Glasgow’s gangs would be territorial as much as anywhere else, particularly during its ice-cream turf wars period, but even more so gang culture has been based on religious and football-based reasons. They stretch back most notoriously to the Billy Boys, a sectarian anti-Catholic gang, who were formed in 1924 by William Fullerton after he was attacked by a group of Catholic youths, as well as their big rivals the Norman Conks. Films such as Neds, and Small Faces were release to capture some of this extremely cutting sub-culture.
Whether you use the Italian mafia as musical inspiration – such as the Neapolitan Camorra, Calabrian 'Ndrangheta and the Apulian Sacra Corona Unita – or further abroad, Japanese Yakuza, Chinese Triads, and Russian Bratva or Irish mob, or the many gangs of the US based on ethnicity, territory, or even just a chosen fashion or colour, the Bloods and the Crips, Vice Lords, Gangster Disciples, Trinitario, Sureños, Tiny Rascal Gang, Asian Boyz, Wa Ching, Zoe Pound, The Latin Kings, The Hammerskins, Nazi Lowriders and Blood & Honour, there is also a wealth of language to dip into.
Many of these gangs derive from immigrants struggling in poverty, seeking to make their claim in a highly competitive environment that seems to offer a kill-or-be-killed situation. The Gangs of New York: An Informal History of the Underworld, the 1927 book by Herbert Asbury details many of the various ethnic group gangs arriving in Manhattan, struggling to find their feet, identity and territory against others in, and off, the same boat. The include colourful names from Irish to Italian and other groups, gangs such as the Bowery Boys, Roach Guards, Chichesters, Shirt Tails, Kerryonians, and Dead Rabbits, the latter including the notorious Hell-Cat Maggie, who apparently filed her teeth into points, her fingers adorned with long, claw-like brass fingernails.
A song about the Dead Rabbits' battle with the Bowery Boys on July 4, 1857, was written by Henry Sherman Backus and Daniel Decatur Emmett, and includes the liness
Like wild dogs they did fight, this Fourth of July night,
Of course they laid their plans accordin';
Some were wounded and some killed, and lots of blood spill'd,
In the fight on the other side of Jordan.

WHAT IS BEING ASKED: Resume the passage about gang history and culture, starting right after the song lines that close it.

Recorded data:
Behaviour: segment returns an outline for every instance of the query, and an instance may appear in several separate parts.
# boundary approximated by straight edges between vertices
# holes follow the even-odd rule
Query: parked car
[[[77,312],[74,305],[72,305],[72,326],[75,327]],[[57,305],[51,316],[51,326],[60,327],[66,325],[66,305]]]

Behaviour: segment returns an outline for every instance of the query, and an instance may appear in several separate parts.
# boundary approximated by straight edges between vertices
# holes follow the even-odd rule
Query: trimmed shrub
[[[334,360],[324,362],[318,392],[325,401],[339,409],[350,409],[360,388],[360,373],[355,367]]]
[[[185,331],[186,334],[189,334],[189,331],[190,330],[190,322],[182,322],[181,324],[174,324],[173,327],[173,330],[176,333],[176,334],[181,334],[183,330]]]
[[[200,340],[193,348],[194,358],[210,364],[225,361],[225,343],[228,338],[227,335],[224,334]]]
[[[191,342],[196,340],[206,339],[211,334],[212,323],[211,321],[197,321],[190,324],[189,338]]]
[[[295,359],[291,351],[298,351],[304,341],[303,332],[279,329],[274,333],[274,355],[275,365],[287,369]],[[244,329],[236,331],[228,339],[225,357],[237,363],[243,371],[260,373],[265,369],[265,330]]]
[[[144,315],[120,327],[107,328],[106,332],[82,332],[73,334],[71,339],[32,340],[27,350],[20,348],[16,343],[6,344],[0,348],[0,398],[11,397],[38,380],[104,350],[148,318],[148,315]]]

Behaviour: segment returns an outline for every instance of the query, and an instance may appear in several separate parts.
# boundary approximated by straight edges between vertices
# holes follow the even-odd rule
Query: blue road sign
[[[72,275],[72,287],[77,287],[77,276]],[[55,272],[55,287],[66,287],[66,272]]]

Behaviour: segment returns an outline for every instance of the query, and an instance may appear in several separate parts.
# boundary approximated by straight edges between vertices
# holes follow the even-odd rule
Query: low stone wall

ANSWER FOR THE TASK:
Martin Scorsese’s film, starring an impressive, constantly scene-stealing Daniel Day-Lewis, very much putting showing up a miscast Leonardo DiCaprio, is a colourful but unfortunately flawed portrayal (after many real fights over the edit) of the culture of the time.
Many songs that come up might be as much anti-gang as being about gangs. As well as bike gangs, prison gangs, punk, narco, mafia, or bandit groups, there are also vigilante gangs, employing more extreme measures to to counteract the criminal gangs, such as Los Pepes, Sombra Negra, Friends Stand United, People Against Gangsterism and Drugs, and OG Imba.
But gang culture also has its more measured antithesis - organisations charitable or local government driven, such as in Glasgow, or LA, designed to turn youth away from the dark side, and find meaning, and identity elsewhere, addressing knife crime, education and family issues.
In this vast, but also secret underworld, there is much to explore, with songs potently filled with narratives, perspectives, characters and poetic language. Finally, here are a couple of few film clips to entertain and inspire, both from the late 1970s. First, the cult classic, The Warriors, a slightly ridiculous but very enjoyable story of a group of leather coated fighters who find themselves stuck in the Bronx, and must travel right across the city to their home turf on Coney Island, but first escaped the police, but armies of crazily dressed gangs variously in baseball or kung fu outfits, with a series of exciting encounters. It’s worth noting that the girl gang is the one that inflicts the heaviest toll on them on their journey:
In LA here’s that excellent drama exploring the way to escape, or not escape gang culture, John Stapleton’s ever relevant Boyz N The Hood (1991), inspired by, and inspiring many other sorts of songs:
And then of course, Quadrophenia, soundtracked by the Who, captured the Brighton fights of Mods v Rockers, and a great document of British working-class youth seeking meaning in an often violent, small-minded white culture, but with great bikes and coats, and some fabulous acting:
So then, members, it’s time to turn to this week’s gang leader, ParaMhor, who will decide who joins and who stays in. Jump in and enjoy the ride. Place your songs in comments below, before the bell sounds on Monday night UK time 11pm, for playlists published.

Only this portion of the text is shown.